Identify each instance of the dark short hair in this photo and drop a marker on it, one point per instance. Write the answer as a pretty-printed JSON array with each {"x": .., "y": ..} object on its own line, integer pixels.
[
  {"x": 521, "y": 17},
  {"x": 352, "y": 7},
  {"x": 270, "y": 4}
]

::::::::

What needs to be done:
Produce an exact copy of the whole listing.

Response below:
Identify each instance of the dark short hair in this photo and drop a marker on it, one point per instance. Write the answer as a pretty-printed JSON array with each {"x": .., "y": ..} object on its own line, integer pixels.
[
  {"x": 521, "y": 17},
  {"x": 352, "y": 7},
  {"x": 270, "y": 4}
]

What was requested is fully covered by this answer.